● **Required work**
Retype every item below word for word, leaving out the pictures.

Begin Dataset records

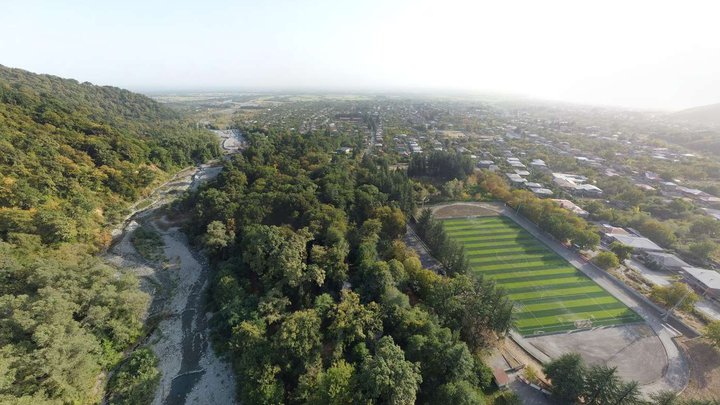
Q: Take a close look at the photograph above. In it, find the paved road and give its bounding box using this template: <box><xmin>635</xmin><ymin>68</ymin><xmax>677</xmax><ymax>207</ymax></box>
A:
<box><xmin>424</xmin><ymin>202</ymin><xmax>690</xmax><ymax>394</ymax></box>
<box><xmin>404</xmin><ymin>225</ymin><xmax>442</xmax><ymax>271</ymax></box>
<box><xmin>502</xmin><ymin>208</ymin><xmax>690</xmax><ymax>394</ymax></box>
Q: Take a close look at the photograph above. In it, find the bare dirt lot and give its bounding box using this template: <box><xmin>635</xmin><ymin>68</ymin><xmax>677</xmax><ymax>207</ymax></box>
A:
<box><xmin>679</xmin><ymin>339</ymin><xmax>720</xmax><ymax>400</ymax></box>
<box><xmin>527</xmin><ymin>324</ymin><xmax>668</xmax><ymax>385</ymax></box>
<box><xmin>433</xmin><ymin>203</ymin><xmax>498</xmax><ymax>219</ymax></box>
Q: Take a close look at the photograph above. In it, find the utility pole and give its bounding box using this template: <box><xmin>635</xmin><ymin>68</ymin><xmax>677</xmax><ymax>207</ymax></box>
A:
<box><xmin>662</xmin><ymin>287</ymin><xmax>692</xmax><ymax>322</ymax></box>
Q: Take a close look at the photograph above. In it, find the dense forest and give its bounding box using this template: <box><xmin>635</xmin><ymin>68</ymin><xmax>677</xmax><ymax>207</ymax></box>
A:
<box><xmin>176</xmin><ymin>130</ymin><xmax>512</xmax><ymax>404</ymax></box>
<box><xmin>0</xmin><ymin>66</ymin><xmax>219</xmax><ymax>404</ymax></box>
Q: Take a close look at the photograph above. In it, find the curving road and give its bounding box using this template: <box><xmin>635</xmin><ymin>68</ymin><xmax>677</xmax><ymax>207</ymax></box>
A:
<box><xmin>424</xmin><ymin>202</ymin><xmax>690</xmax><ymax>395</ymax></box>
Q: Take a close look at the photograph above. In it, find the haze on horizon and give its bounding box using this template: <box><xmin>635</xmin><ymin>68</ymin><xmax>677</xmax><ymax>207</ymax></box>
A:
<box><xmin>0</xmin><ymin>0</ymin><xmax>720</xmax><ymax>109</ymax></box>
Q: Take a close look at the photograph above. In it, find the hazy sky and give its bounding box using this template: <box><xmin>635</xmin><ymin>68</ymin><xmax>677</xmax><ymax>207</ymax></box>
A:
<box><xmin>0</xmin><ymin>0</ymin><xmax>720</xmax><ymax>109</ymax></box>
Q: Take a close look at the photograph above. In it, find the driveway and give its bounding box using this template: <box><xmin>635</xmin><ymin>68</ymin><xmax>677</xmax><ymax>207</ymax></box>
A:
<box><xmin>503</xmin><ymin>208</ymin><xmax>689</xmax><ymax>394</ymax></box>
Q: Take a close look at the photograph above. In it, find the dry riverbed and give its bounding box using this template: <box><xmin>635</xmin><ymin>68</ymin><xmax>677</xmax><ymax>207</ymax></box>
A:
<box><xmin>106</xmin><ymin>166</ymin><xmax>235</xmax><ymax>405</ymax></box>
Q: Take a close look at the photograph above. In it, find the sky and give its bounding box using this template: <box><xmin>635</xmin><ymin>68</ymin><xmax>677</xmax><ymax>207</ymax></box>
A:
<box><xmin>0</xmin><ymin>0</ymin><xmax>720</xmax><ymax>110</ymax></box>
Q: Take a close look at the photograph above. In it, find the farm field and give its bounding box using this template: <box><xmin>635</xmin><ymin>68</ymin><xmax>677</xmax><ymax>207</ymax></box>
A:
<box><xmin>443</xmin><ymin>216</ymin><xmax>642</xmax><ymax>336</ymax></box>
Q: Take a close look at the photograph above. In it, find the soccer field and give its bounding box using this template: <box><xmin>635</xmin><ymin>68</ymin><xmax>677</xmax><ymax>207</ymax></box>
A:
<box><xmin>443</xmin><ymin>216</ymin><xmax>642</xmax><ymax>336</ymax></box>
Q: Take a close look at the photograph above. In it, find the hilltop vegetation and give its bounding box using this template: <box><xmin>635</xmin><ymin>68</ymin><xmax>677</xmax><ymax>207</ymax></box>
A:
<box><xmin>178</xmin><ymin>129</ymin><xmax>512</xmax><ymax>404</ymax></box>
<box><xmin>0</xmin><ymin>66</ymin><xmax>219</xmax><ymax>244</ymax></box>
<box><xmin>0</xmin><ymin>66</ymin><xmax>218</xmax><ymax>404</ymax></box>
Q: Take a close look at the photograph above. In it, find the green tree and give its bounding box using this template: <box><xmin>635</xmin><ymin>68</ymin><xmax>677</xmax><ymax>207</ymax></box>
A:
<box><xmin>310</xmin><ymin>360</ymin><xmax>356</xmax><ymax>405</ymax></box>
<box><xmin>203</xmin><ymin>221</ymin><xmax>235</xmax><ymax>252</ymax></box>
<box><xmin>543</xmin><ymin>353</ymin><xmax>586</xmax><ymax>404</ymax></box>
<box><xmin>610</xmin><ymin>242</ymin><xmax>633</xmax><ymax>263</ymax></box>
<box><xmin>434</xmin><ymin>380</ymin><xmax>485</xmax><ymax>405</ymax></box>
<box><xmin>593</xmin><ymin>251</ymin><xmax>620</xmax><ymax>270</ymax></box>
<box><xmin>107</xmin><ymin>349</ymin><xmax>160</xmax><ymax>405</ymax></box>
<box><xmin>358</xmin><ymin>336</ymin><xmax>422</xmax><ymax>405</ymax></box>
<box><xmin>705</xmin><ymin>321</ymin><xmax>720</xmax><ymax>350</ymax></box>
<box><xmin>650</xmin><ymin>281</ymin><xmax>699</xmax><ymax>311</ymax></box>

End Dataset records

● **Exercise answer**
Q: Take a close look at the photograph above. In it, find the paved road and give its bounding box using this template: <box><xmin>635</xmin><ymin>68</ymin><xmax>677</xmax><ymax>207</ymax></box>
A:
<box><xmin>424</xmin><ymin>202</ymin><xmax>690</xmax><ymax>394</ymax></box>
<box><xmin>404</xmin><ymin>225</ymin><xmax>442</xmax><ymax>271</ymax></box>
<box><xmin>502</xmin><ymin>208</ymin><xmax>690</xmax><ymax>394</ymax></box>
Q: Take a close look at the photograph above. In it, find the bare dirt lot and give its bounding box using this template: <box><xmin>635</xmin><ymin>68</ymin><xmax>677</xmax><ymax>207</ymax></box>
A:
<box><xmin>679</xmin><ymin>339</ymin><xmax>720</xmax><ymax>400</ymax></box>
<box><xmin>527</xmin><ymin>324</ymin><xmax>668</xmax><ymax>385</ymax></box>
<box><xmin>433</xmin><ymin>203</ymin><xmax>498</xmax><ymax>219</ymax></box>
Q: Take a close look at the photograph above. In it, find the utility pole and give its bounding box using this template: <box><xmin>635</xmin><ymin>68</ymin><xmax>677</xmax><ymax>207</ymax></box>
A:
<box><xmin>662</xmin><ymin>287</ymin><xmax>692</xmax><ymax>322</ymax></box>
Q: Take a close look at the photograph above. In it, find the dense forest and give its bounding box using this template: <box><xmin>635</xmin><ymin>68</ymin><xmax>677</xmax><ymax>207</ymax></box>
A:
<box><xmin>176</xmin><ymin>130</ymin><xmax>512</xmax><ymax>404</ymax></box>
<box><xmin>0</xmin><ymin>66</ymin><xmax>219</xmax><ymax>404</ymax></box>
Q: Take a close look at the photograph above. In it, find the curving road and give its bounding box using this template: <box><xmin>635</xmin><ymin>68</ymin><xmax>677</xmax><ymax>207</ymax></box>
A:
<box><xmin>424</xmin><ymin>202</ymin><xmax>690</xmax><ymax>395</ymax></box>
Q: Take a close look at the photograph above. In it, find the haze on horizon and give its bounding box using this template: <box><xmin>635</xmin><ymin>68</ymin><xmax>677</xmax><ymax>207</ymax></box>
A:
<box><xmin>0</xmin><ymin>0</ymin><xmax>720</xmax><ymax>109</ymax></box>
Q: Take a close look at the photograph above. In it, find the hazy sky and give its bounding box using this template: <box><xmin>635</xmin><ymin>68</ymin><xmax>677</xmax><ymax>207</ymax></box>
A:
<box><xmin>0</xmin><ymin>0</ymin><xmax>720</xmax><ymax>109</ymax></box>
Q: Take a close look at the photograph above. In it, find the driveway and give its bounding box using this template: <box><xmin>635</xmin><ymin>68</ymin><xmax>677</xmax><ymax>207</ymax></box>
A:
<box><xmin>503</xmin><ymin>208</ymin><xmax>689</xmax><ymax>394</ymax></box>
Q: Take a close look at the photograph above. In it, find the dry riverbed and give its bounding box using this template: <box><xmin>635</xmin><ymin>68</ymin><xmax>677</xmax><ymax>207</ymax></box>
A:
<box><xmin>106</xmin><ymin>166</ymin><xmax>235</xmax><ymax>405</ymax></box>
Q: Take a close look at the photograph above. In it, find the sky and give its bounding box using this template: <box><xmin>635</xmin><ymin>68</ymin><xmax>677</xmax><ymax>207</ymax></box>
A:
<box><xmin>0</xmin><ymin>0</ymin><xmax>720</xmax><ymax>110</ymax></box>
Q: Take a close look at the photograph above. In it, find the farm field and give its bounding box using this template: <box><xmin>635</xmin><ymin>68</ymin><xmax>677</xmax><ymax>207</ymax></box>
A:
<box><xmin>443</xmin><ymin>216</ymin><xmax>642</xmax><ymax>336</ymax></box>
Q: Take a close look at the photograph above. In it, find the soccer field and give its bounding box using this template: <box><xmin>635</xmin><ymin>68</ymin><xmax>677</xmax><ymax>207</ymax></box>
A:
<box><xmin>443</xmin><ymin>216</ymin><xmax>642</xmax><ymax>336</ymax></box>
Q: Take a close look at the photograph above. In it, find the hilltop vegetation and give its bounding box using this template: <box><xmin>635</xmin><ymin>68</ymin><xmax>677</xmax><ymax>207</ymax></box>
A:
<box><xmin>178</xmin><ymin>129</ymin><xmax>512</xmax><ymax>404</ymax></box>
<box><xmin>0</xmin><ymin>66</ymin><xmax>219</xmax><ymax>244</ymax></box>
<box><xmin>0</xmin><ymin>66</ymin><xmax>218</xmax><ymax>404</ymax></box>
Q: Take a close look at the photograph above. In it, find the green tree and give its bounding box using this template: <box><xmin>635</xmin><ymin>68</ymin><xmax>677</xmax><ymax>207</ymax></box>
A:
<box><xmin>310</xmin><ymin>360</ymin><xmax>356</xmax><ymax>405</ymax></box>
<box><xmin>203</xmin><ymin>221</ymin><xmax>235</xmax><ymax>252</ymax></box>
<box><xmin>543</xmin><ymin>353</ymin><xmax>586</xmax><ymax>404</ymax></box>
<box><xmin>610</xmin><ymin>242</ymin><xmax>633</xmax><ymax>263</ymax></box>
<box><xmin>434</xmin><ymin>380</ymin><xmax>485</xmax><ymax>405</ymax></box>
<box><xmin>593</xmin><ymin>251</ymin><xmax>620</xmax><ymax>270</ymax></box>
<box><xmin>107</xmin><ymin>349</ymin><xmax>160</xmax><ymax>405</ymax></box>
<box><xmin>358</xmin><ymin>336</ymin><xmax>422</xmax><ymax>405</ymax></box>
<box><xmin>705</xmin><ymin>321</ymin><xmax>720</xmax><ymax>350</ymax></box>
<box><xmin>650</xmin><ymin>281</ymin><xmax>699</xmax><ymax>311</ymax></box>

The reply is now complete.